> Work instructions
Lines in the listing below that hold "find" are the ones to copy.

> Dataset content
——

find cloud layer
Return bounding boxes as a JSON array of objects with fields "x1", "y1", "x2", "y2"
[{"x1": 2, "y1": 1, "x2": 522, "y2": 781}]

——

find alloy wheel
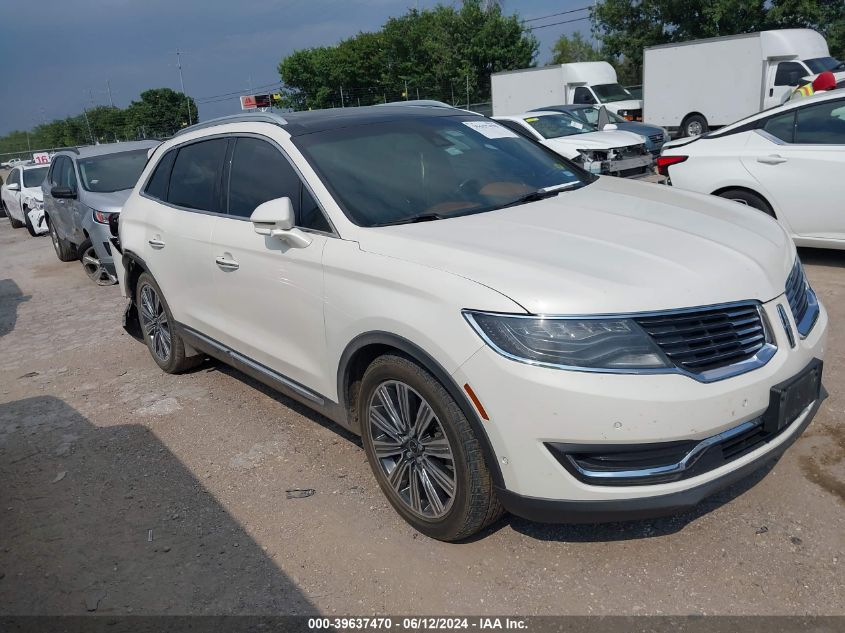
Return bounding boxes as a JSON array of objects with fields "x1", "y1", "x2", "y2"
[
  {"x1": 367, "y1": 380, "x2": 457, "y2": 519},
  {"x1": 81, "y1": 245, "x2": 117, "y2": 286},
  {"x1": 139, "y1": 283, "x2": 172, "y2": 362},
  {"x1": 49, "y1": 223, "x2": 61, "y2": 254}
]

——

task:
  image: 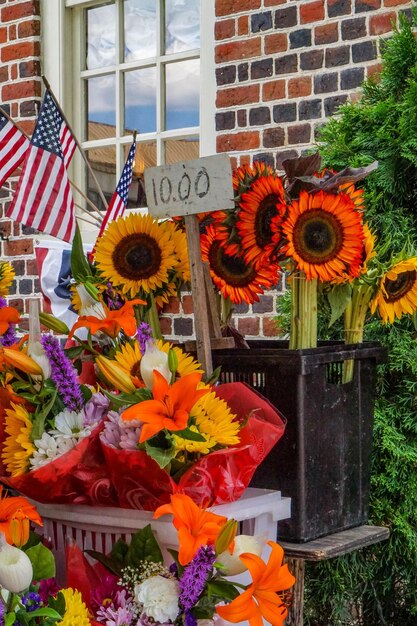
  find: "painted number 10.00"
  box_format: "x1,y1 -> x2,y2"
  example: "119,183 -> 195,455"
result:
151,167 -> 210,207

——

> Reply
find cloud layer
find alloy wheel
  find: "painted number 10.00"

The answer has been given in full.